__Given passage__:

* start *

Containerization has become a major trend in software development as an alternative or companion to virtualization. It involves encapsulating or packaging up software code and all its dependencies so that it can run uniformly and consistently on any infrastructure.

Containerization allows developers to create and deploy applications faster and more securely. With traditional methods, code is developed in a specific computing environment which, when transferred to a new location, often results in bugs and errors. Containerization eliminates this problem by bundling the application code together with the related configuration files, libraries, and dependencies required for it to run. This single package of software or “container” is abstracted away from the host operating system, and hence, it stands alone and becomes portable—able to run across any platform or cloud, free of issues.

The concept of containerization and process isolation is decades old, but the emergence of the open source Docker Engine in 2013, an industry standard for containers with simple developer tools and a universal packaging approach, accelerated the adoption of this technology.

Containers are often referred to as “lightweight,” meaning they share the machine’s operating system kernel and do not require the overhead of associating an operating system within each application. Containers are inherently smaller in capacity than a VM and require less start-up time, allowing far more containers to run on the same compute capacity as a single VM. This drives higher server efficiencies and, in turn, reduces server and licensing costs.

Put simply, containerization allows applications to be “written once and run anywhere.” This portability is important in terms of the development process and vendor compatibility. It also offers other notable benefits, like fault isolation, ease of management and security, to name a few.

The most distinctive feature of containerization is that it happens at the OS level, with all containers sharing one kernel. That is not the case with virtualization via virtual machines (VMs):

  • A VM runs on top of a hypervisor, which is specialized hardware, software or firmware for operating VMs on a host machine, like a server or laptop.

* end *

Continue the passage on containerization from the point at which it stops.

__Data rows__:
* start *

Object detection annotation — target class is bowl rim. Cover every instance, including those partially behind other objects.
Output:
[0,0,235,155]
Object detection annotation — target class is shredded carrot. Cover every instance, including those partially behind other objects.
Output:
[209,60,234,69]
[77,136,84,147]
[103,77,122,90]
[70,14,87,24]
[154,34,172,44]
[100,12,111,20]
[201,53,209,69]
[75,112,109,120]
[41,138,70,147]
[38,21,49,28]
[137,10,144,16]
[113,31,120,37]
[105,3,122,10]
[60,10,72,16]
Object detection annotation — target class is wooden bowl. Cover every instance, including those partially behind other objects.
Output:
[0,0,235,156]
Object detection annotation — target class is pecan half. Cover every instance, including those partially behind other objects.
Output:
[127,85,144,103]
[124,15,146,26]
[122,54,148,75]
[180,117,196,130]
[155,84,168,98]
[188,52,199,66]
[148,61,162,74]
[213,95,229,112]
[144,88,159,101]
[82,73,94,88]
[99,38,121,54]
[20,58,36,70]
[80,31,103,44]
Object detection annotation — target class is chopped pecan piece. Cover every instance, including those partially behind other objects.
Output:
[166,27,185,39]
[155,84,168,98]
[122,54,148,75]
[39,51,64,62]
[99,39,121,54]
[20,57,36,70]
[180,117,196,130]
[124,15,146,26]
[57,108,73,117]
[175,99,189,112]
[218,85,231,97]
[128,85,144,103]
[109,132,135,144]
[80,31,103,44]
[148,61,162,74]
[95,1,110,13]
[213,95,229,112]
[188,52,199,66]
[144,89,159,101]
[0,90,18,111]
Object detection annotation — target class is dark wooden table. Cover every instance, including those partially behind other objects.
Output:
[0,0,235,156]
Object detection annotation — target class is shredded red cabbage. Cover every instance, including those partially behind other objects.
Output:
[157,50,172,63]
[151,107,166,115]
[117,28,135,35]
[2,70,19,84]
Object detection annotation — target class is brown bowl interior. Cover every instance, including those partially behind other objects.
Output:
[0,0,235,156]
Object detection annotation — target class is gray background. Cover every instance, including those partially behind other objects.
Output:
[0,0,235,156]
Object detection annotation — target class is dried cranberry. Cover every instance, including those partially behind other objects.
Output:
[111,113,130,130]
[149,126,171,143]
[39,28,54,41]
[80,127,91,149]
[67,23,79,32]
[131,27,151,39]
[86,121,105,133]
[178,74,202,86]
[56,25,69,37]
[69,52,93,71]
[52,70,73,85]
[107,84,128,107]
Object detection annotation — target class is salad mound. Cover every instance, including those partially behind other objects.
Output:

* end *

__Solved exercise__:
  • Via the hypervisor, every VM is assigned not only the essential bins/libs, but also a virtualized hardware stack including CPUs, storage and network adapters.
  • To run all of that, each VM relies on a full-fledged guest OS. The hypervisor itself may be run from the host’s machine OS or as a bare-metal application.

Like containerization, traditional virtualization allows for full isolation of applications so that they run independently of each other using actual resources from the underlying infrastructure. But the differences are more important:

  • There is significant overhead involved, due to all VMs requiring their own guest OSes and virtualized kernels, plus the need for a heavy extra layer (the hypervisor) between them and the host.
  • The hypervisor can also introduce additional performance issues, especially when it is running on a host OS, for example on Ubuntu.
  • Because of the high overall resource overhead, a host machine that might be able to comfortably run 10 or more containers could struggle to support a single VM.

Still, running multiple VMs from relatively powerful hardware is still a common paradigm in application development and deployment. Digital workspaces commonly feature both virtualization and containerization, toward the common goal of making applications as readily available and scalable as possible to employees.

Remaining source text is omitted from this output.